[Travail demandé]:
1) Pouvez-vous transcrire à l'identique le passage de l'article sur la chute de Mugabe qui va de « Très discret depuis » jusqu'à « de son successeur. » ?
2) Pouvez-vous prolonger l'article sur la chute de Mugabe en enchaînant directement après sa dernière phrase ?

[Extrait de document]:
--
Le nouveau président du Zimbabwe Emmerson Mnangagwa a sèchement renvoyé vendredi dans les cordes son prédécesseur Robert Mugabe, qui avait déploré la veille avoir été contraint de lui céder la place en novembre à la suite d’un « coup d’Etat ».
« La nation a tourné la page » Mugabe, a déclaré M. Mnangagwa dans un bref communiqué.
Très discret depuis sa chute, M. Mugabe est sorti jeudi soir du silence. Devant plusieurs télévisions étrangères, il a affirmé avoir été victime d’un putsch militaire et regretté que son successeur ait « trahi toute la nation ».
« Je dis que c’était un coup d’Etat, (même si) certains ont refusé de l’appeler un coup d’Etat », a déclaré d’une voix fatiguée M. Mugabe, 94 ans.
« Nous devons effacer cette honte », a-t-il ajouté, dénonçant le gouvernement « illégal » et « anticonstitutionnel » de son successeur.
Après trente-sept ans d’un pouvoir sans partage à la tête du Zimbabwe, Robert Mugabe a été contraint de démissionner le 21 novembre 2017, lâché par l’armée, son parti au pouvoir, la Zanu-PF, et la rue.
Il a été remplacé quelques jours plus tard par Emmerson Mnangagwa, son ancien vice-président qu’il avait limogé peu de temps auparavant sur les conseils de son épouse Grace Mugabe, qui ne cachait plus son intention de succéder à son mari.
M. Mnangagwa n’a pas tardé à réagir à la sortie de M. Mugabe.
« Il a le droit de s’exprimer librement comme n’importe quel citoyen », a-t-il jugé vendredi, rappelant perfidement que son gouvernement continuait à « lui verser ses allocations ».
« Nous devons continuer à nous concentrer sur la préparation d’élections libres, honnêtes et crédibles en 2018 », a poursuivi le nouveau maître du Zimbabwe en référence aux scrutins présidentiel, législatifs et locaux prévus cette année.
--
[Données fournies]:
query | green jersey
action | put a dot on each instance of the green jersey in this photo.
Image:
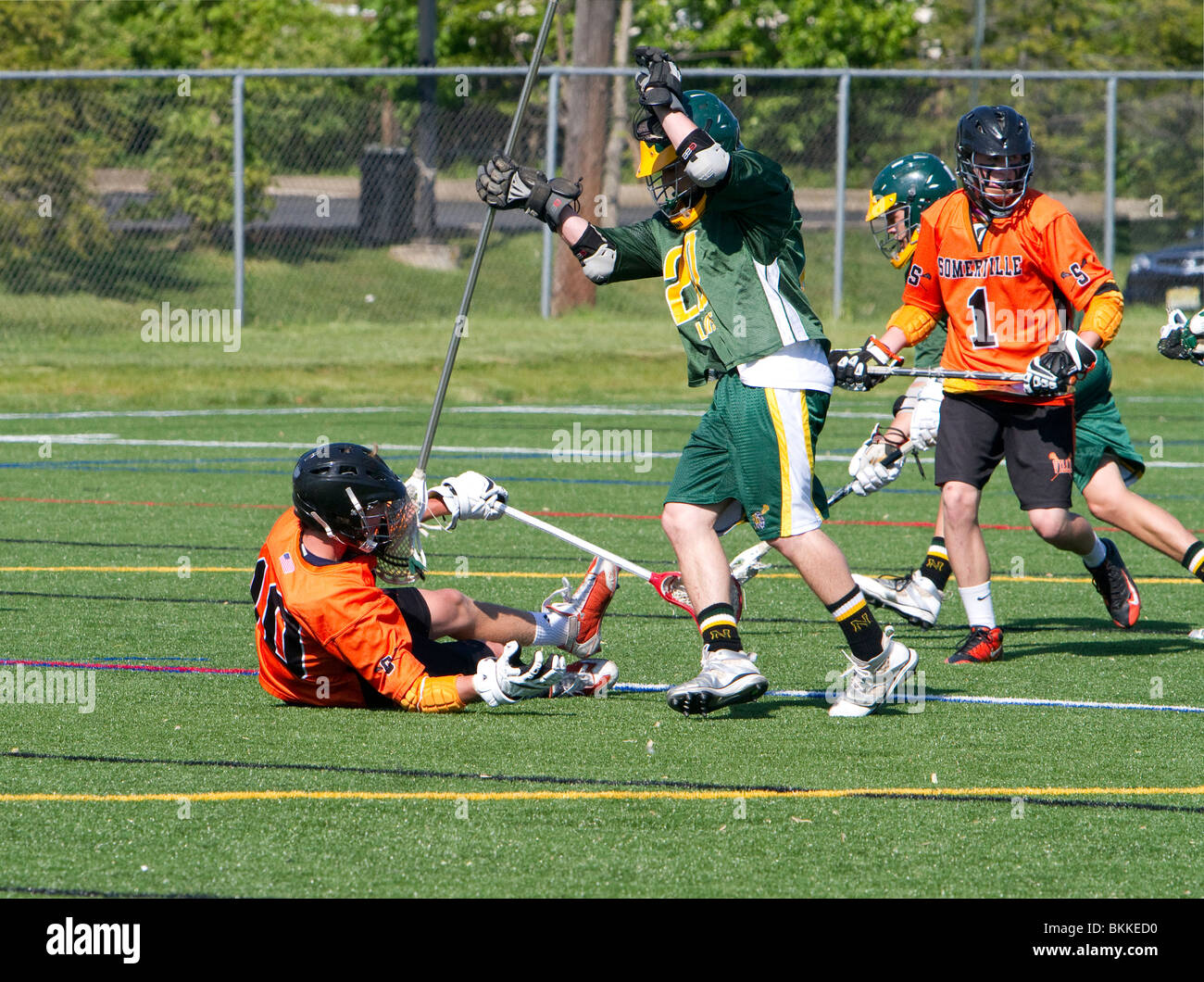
(734, 279)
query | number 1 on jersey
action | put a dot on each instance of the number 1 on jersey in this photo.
(980, 321)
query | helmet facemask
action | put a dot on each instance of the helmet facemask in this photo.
(895, 229)
(388, 529)
(678, 197)
(996, 183)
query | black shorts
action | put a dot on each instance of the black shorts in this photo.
(976, 433)
(438, 657)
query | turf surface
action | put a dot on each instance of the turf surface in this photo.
(137, 556)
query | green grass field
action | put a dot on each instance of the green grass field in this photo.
(129, 541)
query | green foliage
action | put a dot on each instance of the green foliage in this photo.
(779, 32)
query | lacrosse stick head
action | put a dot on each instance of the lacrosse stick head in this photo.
(671, 588)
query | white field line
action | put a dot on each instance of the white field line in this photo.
(113, 440)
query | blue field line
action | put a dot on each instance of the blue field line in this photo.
(151, 658)
(983, 700)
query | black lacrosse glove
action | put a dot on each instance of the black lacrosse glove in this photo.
(1067, 358)
(502, 183)
(851, 368)
(658, 82)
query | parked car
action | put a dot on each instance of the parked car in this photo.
(1152, 273)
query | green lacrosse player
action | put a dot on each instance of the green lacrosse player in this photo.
(727, 248)
(1106, 461)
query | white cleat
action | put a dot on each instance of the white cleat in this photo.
(868, 686)
(727, 677)
(914, 597)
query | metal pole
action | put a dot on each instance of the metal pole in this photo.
(842, 164)
(979, 35)
(461, 321)
(239, 203)
(550, 170)
(1110, 176)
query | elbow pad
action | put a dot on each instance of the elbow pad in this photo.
(706, 161)
(1104, 312)
(438, 694)
(596, 256)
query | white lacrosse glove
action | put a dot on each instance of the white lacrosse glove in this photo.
(1181, 337)
(867, 470)
(506, 680)
(1066, 359)
(470, 496)
(926, 415)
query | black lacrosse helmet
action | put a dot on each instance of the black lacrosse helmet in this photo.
(997, 132)
(350, 494)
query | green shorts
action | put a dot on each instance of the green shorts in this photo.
(1099, 433)
(757, 446)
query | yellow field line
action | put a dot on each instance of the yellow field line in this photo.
(522, 575)
(614, 796)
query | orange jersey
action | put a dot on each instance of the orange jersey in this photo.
(329, 636)
(1008, 296)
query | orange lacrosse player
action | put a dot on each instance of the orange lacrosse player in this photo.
(1006, 264)
(328, 636)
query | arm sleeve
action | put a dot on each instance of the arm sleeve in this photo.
(922, 289)
(915, 323)
(636, 253)
(378, 646)
(1103, 313)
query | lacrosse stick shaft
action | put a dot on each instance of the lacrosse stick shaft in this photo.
(895, 454)
(976, 376)
(634, 569)
(461, 320)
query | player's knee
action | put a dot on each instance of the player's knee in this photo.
(452, 612)
(959, 504)
(1107, 508)
(1048, 523)
(679, 521)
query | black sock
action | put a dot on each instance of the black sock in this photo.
(717, 624)
(861, 630)
(935, 564)
(1193, 560)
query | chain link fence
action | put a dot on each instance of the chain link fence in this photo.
(133, 188)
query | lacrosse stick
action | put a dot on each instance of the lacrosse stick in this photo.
(975, 376)
(667, 585)
(417, 482)
(891, 457)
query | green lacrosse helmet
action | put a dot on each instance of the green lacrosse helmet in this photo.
(913, 183)
(675, 195)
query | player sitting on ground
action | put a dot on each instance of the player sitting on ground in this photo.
(1106, 461)
(726, 244)
(328, 636)
(1000, 260)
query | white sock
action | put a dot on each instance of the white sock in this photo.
(1097, 554)
(979, 609)
(550, 628)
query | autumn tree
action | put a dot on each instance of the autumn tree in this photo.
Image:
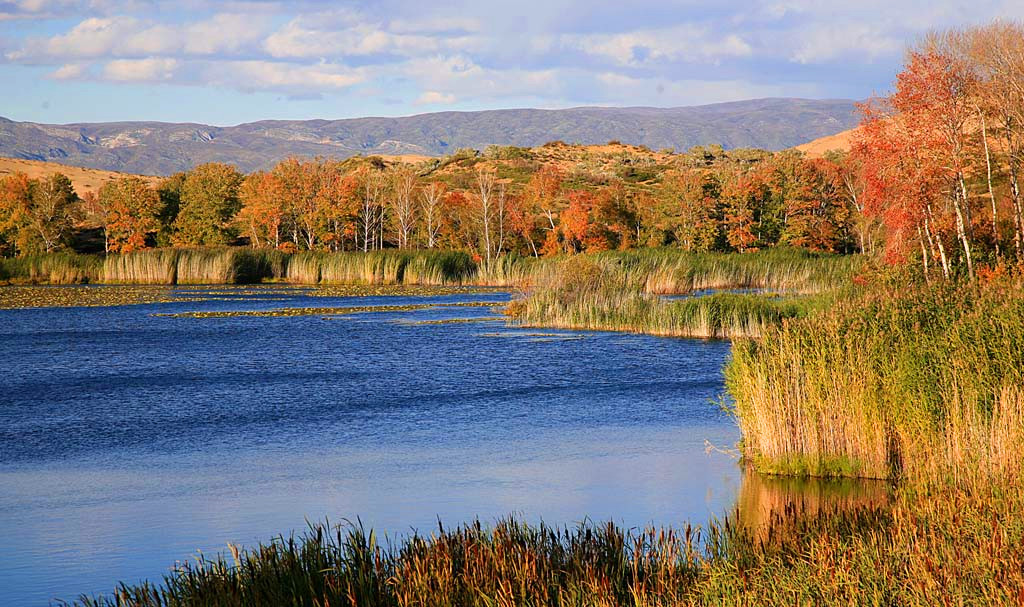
(402, 204)
(431, 199)
(128, 210)
(542, 201)
(263, 209)
(170, 204)
(209, 203)
(687, 211)
(932, 93)
(996, 51)
(37, 215)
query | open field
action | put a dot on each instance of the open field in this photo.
(84, 180)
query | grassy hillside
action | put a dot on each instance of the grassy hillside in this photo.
(83, 179)
(163, 148)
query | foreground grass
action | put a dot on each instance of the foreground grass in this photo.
(903, 381)
(963, 547)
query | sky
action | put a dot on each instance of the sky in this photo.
(237, 61)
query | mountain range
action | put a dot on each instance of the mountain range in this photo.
(162, 148)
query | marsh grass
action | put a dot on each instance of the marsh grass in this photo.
(382, 267)
(194, 266)
(665, 271)
(609, 293)
(324, 311)
(948, 546)
(53, 268)
(921, 383)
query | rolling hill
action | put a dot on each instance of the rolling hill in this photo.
(840, 141)
(83, 179)
(161, 148)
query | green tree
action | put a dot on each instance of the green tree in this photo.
(209, 201)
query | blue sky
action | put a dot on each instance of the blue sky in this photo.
(228, 62)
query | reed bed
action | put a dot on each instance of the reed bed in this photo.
(607, 293)
(919, 383)
(194, 266)
(946, 547)
(786, 269)
(53, 268)
(381, 267)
--
[Réponses par consigne]:
1)
Très discret depuis sa chute, M. Mugabe est sorti jeudi soir du silence. Devant plusieurs télévisions étrangères, il a affirmé avoir été victime d’un putsch militaire et regretté que son successeur ait « trahi toute la nation ».
« Je dis que c’était un coup d’Etat, (même si) certains ont refusé de l’appeler un coup d’Etat », a déclaré d’une voix fatiguée M. Mugabe, 94 ans.
« Nous devons effacer cette honte », a-t-il ajouté, dénonçant le gouvernement « illégal » et « anticonstitutionnel » de son successeur.

2)
– ‘Grave régression’ –
« C’est une étape décisive de l’immense tâche qui nous incombe, c’est-à-dire de sortir notre population des années de grave régression économique et d’isolement international », a insisté M. Mnangagwa en référence au bilan de l’ère Mugabe.
Le « camarade Bob » lui a rendu les rênes d’un pays financièrement et économiquement exsangue, dont plus de 90% de la population est officiellement au chômage.
Tout au long de son règne, Robert Mugabe a également été accusé par les ONG de défense des droits de l’homme et l’opposition d’avoir systématiquement triché lors des élections pour pouvoir se maintenir au pouvoir.
Interrogé sur son bilan, M. Mugabe a répondu « qu’en comparaison d’autres pays d’Afrique », son pays a « eu une meilleure prospérité et les gens ont leur terre ».
« Oui, il y a eu des erreurs » sur le chapitre de la démocratie, a-t-il toutefois concédé, sans plus de détails.
La sortie de M. Mugabe intervient à quelques mois des élections générales, prévues d’ici fin août.
Son intervention était « parfaitement calculée », a commenté à l’AFP l’analyste Gideon Chitanga, du centre de réflexion Political Economy Southern Africa de Johannesburg. « Elle va continuer à saper la légitimité du gouvernement de Mnangagwa », candidat à la présidentielle.
Au début du mois, la présence de M. Mugabe sur une photo aux côtés de l’ex-général Ambrose Mutinhiri, candidat déclaré à la présidentielle, a même nourri les plus folles rumeurs sur son éventuel retour en politique.
L’ancien chef de l’Etat a écarté jeudi soir cette hypothèse.
« Je ne veux pas être président. Non bien sûr », a-t-il assuré. « J’ai maintenant 94 ans. »
Mais il n’a pu s’empêcher d’entretenir le trouble en tendant la main à son successeur. « Si pour corriger cette illégalité, il veut discuter avec moi… », a-t-il offert. « Je suis d’accord pour discuter (…) mais je dois être invité formellement à cette discussion. »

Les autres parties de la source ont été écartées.